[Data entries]
------------------------------------------------

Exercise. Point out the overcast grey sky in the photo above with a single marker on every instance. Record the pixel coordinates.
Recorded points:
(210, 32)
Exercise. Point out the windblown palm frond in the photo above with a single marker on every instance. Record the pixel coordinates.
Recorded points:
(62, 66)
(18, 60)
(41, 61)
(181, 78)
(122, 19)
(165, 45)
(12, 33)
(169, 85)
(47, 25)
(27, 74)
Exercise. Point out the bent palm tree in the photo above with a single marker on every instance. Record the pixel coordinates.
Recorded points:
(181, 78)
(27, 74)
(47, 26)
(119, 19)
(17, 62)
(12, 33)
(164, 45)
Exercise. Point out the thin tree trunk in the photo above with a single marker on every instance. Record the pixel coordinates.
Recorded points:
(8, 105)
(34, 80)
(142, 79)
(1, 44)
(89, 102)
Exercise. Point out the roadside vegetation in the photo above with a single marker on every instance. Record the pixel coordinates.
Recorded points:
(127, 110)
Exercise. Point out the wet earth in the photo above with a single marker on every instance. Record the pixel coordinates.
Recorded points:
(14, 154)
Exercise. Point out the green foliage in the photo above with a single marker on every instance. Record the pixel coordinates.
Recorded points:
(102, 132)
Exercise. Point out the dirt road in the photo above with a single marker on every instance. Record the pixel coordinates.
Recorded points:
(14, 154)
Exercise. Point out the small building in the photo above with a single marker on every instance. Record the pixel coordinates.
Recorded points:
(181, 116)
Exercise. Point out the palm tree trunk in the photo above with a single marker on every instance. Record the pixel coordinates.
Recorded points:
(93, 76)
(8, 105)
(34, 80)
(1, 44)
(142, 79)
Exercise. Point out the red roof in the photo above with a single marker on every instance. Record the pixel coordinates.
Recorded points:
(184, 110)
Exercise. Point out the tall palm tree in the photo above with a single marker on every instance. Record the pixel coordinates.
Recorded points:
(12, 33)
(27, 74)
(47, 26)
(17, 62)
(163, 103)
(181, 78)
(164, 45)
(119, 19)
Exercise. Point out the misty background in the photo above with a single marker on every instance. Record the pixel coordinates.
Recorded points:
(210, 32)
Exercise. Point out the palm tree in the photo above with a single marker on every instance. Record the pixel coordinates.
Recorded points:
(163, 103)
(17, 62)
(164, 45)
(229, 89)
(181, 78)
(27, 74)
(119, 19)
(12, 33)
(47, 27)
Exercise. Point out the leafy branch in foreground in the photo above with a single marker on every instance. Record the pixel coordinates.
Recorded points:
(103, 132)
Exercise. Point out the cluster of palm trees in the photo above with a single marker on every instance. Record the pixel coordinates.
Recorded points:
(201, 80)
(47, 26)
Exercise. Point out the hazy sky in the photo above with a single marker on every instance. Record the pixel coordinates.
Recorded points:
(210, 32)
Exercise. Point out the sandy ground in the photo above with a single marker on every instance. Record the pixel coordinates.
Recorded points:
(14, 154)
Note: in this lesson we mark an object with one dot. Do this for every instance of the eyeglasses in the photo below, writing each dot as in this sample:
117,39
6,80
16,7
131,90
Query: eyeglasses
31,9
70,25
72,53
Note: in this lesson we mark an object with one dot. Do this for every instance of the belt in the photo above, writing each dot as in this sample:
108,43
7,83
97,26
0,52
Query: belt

------------------------------------------------

Exercise -
All that is wanted is the run of lines from the start of the data through the line containing "Exercise. Point out the windblown", copied word for word.

Reply -
Exercise. Point out the overcast grey sky in the photo above with a single marker on every instance. Record the pixel coordinates.
Recorded points:
(210, 32)
Exercise. Point out the windblown palm frond in the photo above with a single marker on every instance. Record the pixel coordinates.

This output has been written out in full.